## GIVEN EXERCISE
Set down each of the following rows verbatim, reproducing every line without alteration.

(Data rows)
※ ※ ※

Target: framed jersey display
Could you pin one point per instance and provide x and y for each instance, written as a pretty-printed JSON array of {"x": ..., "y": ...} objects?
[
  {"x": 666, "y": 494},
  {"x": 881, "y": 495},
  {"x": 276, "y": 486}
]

※ ※ ※

## WRITTEN RESPONSE
Target: framed jersey display
Could you pin one point per instance and provide x and y for each instance, written as a pretty-printed JSON array of {"x": ..., "y": ...} objects?
[
  {"x": 666, "y": 494},
  {"x": 881, "y": 495},
  {"x": 276, "y": 486}
]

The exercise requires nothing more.